**Passage shown:**
────────────────────

Fairport Convention talk acoustic sets, wide-ranging instruments and shifting line-ups
We sit down with the UK folk legends
Introduction
Fairport Convention are a mainstay of the UK folk scene and have taken an increasingly acoustic slant as they’ve continued their evolution. As the band celebrates their 50th year in the business, we speak to the current members about the instruments and music that keep the band going.
A long time ago, in a place far, far away called the 1960s - if you can remember it you probably weren’t there - a group of budding musicians convened at a house in North London called ‘Fairport’.
They formed a band, and one of them, Simon Nicol, whose parents happened to own that house, is still in that band 50 years later. He was young when they started. In fact, they have been going so long that Nicol has been known to introduce them as their own tribute band.
Fairport Convention started their golden year with an extended Winter Tour that runs until March. Celebrations officially start with a concert at the Union Chapel, London on 27 May, just down the road from St Michael’s Church Hall where they played their first gig exactly 50 years ago to that day.
Then, in August, the annual Fairport’s Cropredy Convention will see the band joined by numerous former members and collaborators to relive past glories and look towards future triumphs. And there is a new album: 50:50@50, combining seven live tracks and seven freshly minted studio recordings.
Fairport mark one fizzled out in 1979, the brand kept alive by their annual Cropredy Reunion until, in 1985, they decided to reform around original member Nicol and the two Daves, Pegg and Mattacks, who had joined in 1969. As the third Dave, Swarbrick, had moved on, they recruited Ric Sanders, late of the Albion Band, and multi-instrumentalist Maart Allcock.
This line-up kept to the Fairport folkrock tradition, but when Maart left in 1996 and Chris Leslie joined, bringing with him a softer, more lyrical approach together with his fiddle, mandolins and bouzouki, the band expanded their acoustic side. Then, in 1998, drummer Gerry Conway took over from Dave Mattacks and added a hand percussion element to the acoustic core.
Today, the difference between Fairport electric and Fairport acoustic is the size of venues they play, the choice of songs and the fact that, as Dave Pegg puts it, the acoustic band sits down in a semi-circle and the electric one stands up in a line.
Going acoustic
On the day we meet, the band are at Woodworm Studios putting the finishing touches to their new album, with members coming and going to add a vocal here or a harmonica there.
Simon Nicol has a stinking cold, but he is keen to talk about Fairport’s acoustic tradition and his love of acoustic guitars, so we move to a quiet room for a chat. With the muted sound of guest vocalist Jacqui McShee’s crystal voice drifting through the walls he explains how Fairport Acoustic came about in the early 1990s.
“That started kind of by accident. We did a radio programme for the BBC one day and things went wrong and Dave Mattacks wasn’t able to do the broadcast. We hastily discovered that we could make a serviceable fist of playing the same material without the drums, and it was quite fun, and raised the possibility of doing some drummerless gigs.”

────────────────────

**Entries supplied:**

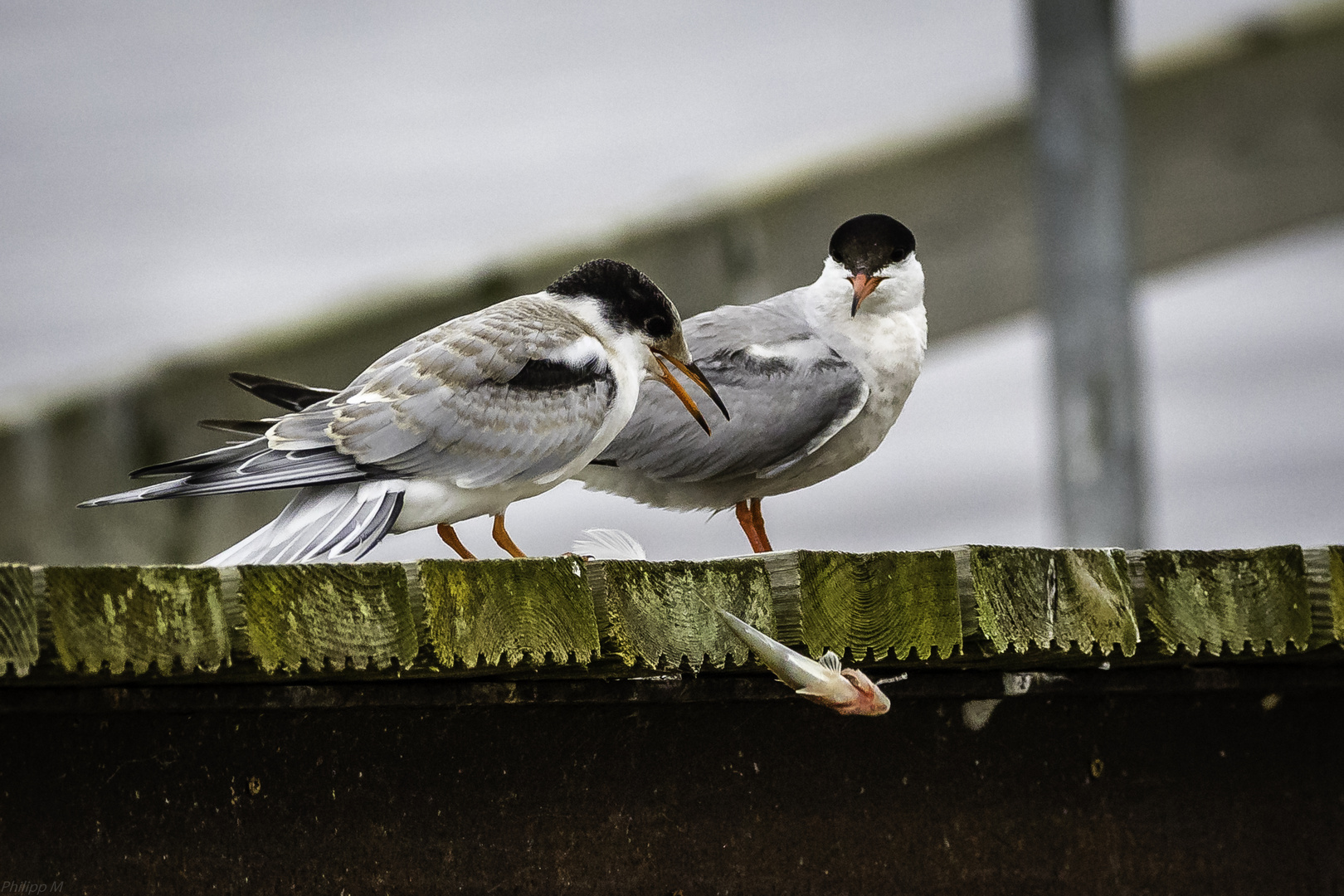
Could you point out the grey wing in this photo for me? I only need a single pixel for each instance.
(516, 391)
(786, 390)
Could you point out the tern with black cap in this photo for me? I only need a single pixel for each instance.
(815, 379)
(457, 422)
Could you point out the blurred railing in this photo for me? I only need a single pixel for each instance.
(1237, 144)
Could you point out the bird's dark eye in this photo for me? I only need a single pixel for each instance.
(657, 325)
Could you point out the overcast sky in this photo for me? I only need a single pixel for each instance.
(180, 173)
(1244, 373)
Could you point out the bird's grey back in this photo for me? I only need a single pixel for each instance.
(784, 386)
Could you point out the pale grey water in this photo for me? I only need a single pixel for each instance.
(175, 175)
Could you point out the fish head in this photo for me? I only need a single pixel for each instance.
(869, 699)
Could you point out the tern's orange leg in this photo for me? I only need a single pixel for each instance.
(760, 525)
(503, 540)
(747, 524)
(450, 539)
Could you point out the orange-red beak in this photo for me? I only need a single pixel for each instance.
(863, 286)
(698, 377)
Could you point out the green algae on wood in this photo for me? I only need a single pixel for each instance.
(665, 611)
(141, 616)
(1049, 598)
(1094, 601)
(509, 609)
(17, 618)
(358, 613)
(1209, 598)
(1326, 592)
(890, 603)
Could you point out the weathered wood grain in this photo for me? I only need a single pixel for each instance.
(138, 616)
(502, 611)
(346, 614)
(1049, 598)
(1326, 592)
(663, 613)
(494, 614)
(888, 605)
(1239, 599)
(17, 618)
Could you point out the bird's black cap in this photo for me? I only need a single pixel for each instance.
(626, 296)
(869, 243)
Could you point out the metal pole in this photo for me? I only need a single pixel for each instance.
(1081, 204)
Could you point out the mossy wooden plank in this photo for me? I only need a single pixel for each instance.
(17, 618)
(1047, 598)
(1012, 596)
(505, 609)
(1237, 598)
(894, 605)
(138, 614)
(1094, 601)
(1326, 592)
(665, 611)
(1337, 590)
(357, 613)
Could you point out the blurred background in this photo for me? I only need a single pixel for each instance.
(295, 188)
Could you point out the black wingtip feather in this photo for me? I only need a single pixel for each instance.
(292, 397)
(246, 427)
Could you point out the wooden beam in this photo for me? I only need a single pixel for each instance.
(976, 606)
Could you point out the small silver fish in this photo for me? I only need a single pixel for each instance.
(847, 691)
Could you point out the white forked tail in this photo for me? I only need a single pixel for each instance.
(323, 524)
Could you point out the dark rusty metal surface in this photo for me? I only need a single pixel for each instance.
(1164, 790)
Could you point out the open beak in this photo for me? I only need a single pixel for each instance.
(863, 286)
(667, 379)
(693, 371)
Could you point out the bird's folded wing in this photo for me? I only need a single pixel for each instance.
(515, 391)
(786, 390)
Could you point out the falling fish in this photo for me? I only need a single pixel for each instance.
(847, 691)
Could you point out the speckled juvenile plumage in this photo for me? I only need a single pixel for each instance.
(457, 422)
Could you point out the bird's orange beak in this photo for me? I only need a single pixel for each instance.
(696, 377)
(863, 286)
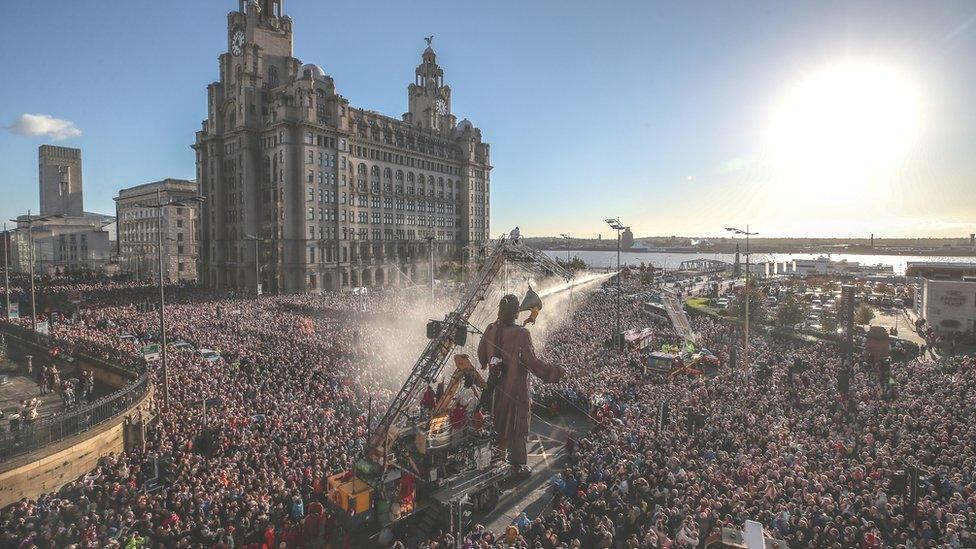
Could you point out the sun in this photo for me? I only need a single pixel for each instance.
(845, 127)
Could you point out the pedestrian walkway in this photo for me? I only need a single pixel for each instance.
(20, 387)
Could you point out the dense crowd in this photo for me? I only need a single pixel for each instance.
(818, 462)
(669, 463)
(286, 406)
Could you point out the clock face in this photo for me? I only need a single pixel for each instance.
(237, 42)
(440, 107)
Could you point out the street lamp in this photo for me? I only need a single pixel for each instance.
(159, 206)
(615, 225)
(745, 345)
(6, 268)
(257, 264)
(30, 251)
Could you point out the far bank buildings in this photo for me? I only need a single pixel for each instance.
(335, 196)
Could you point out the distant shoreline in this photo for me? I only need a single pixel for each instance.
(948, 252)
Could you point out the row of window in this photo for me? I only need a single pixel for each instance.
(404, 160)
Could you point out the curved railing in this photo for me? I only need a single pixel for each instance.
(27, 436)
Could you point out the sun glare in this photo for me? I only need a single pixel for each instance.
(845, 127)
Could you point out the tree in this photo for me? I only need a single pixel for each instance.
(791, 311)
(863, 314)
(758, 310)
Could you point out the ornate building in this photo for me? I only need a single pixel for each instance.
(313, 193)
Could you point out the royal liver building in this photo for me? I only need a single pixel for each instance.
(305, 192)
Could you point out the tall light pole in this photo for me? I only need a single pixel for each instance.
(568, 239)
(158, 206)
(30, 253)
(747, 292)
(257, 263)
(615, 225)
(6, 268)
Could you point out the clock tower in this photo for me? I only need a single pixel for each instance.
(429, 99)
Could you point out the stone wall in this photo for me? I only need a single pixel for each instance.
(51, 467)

────────────────────

**Description of the task:** From the Fairport Convention article, extract the passage starting at "They formed a" and ending at "to that day.", word for word.

**Full output:**
They formed a band, and one of them, Simon Nicol, whose parents happened to own that house, is still in that band 50 years later. He was young when they started. In fact, they have been going so long that Nicol has been known to introduce them as their own tribute band.
Fairport Convention started their golden year with an extended Winter Tour that runs until March. Celebrations officially start with a concert at the Union Chapel, London on 27 May, just down the road from St Michael’s Church Hall where they played their first gig exactly 50 years ago to that day.